SOURCE EXTRACT >>
┄┄┄┄┄┄
Friday, February 5, 2016

Assisted suicide should NOT be done by doctors

From today's Ottawa Citizen regarding Dr. Margaret Somerville's take on physician assisted dying:
"She said the harms and risks can be limited if government adopts these recommendations: 
  • To avoid the future “normalization” of physician-assisted dying, any new law must make it clear that it is an exception, should only be used as a last resort, and will be used rarely.
“If Canada had the same percentage of total deaths of deaths by (physician-assisted dying) as the Netherlands and Belgium currently have (about 4 per cent and 4.6 per cent, respectively) we would have between 11,000 and 12,000 deaths each year.” 
  • Patients requesting such a death must first be offered high-quality palliative care, including fully adequate pain management.
  • A new profession should be established to carry out physician-assisted dying. The practitioners should not be health care professionals or, if so, only ones who have permanently retired from practice. Practitioners should be specially trained, licensed and have travel money provided to give people across Canada equal access to euthanasia.
“For nearly 2,500 years, physicians and the profession of medicine have recognized that assisted suicide and euthanasia are not medical treatment and this position should be maintained and these interventions kept out of medicine,” Somerville told the committee.
“If this approach is not adopted, two publicly available lists of physicians and institutions should be established, those which will provide euthanasia and those which will not. This is a reasonable compromise between Canadians who agree with euthanasia and those who oppose or fear it.” 
  • Assisted death should be restricted to people who are terminally ill, with a life expectancy of less than four weeks, from a physical illness, disease or disability and experiencing extreme physical suffering.
It should not be allowed for children unable to consent for themselves. “Whether it should be available for ‘mature minors’ is a separate question.”
┄┄┄┄┄┄
ENTRIES SHOWN >>
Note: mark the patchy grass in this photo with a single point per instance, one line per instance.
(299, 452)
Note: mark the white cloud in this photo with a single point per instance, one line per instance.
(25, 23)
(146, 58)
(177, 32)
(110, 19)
┄┄┄┄┄┄
TASK TO CARRY OUT >> In the post on physician-assisted dying, what four recommendations to government does Somerville make in the bulleted points?

ANSWER SPACE >>
1. Any new law must make clear that physician-assisted dying is an exception, a last resort and rarely used, to avoid its future "normalization."
2. Patients requesting such a death must first be offered high-quality palliative care, including fully adequate pain management.
3. A new profession should be established to carry out physician-assisted dying. Its practitioners should not be health care professionals, or only ones permanently retired from practice. They should be specially trained and licensed, with travel money provided to give people across Canada equal access.
4. Assisted death should be restricted to people who are terminally ill from a physical illness, disease or disability, with a life expectancy of less than four weeks, and who are experiencing extreme physical suffering.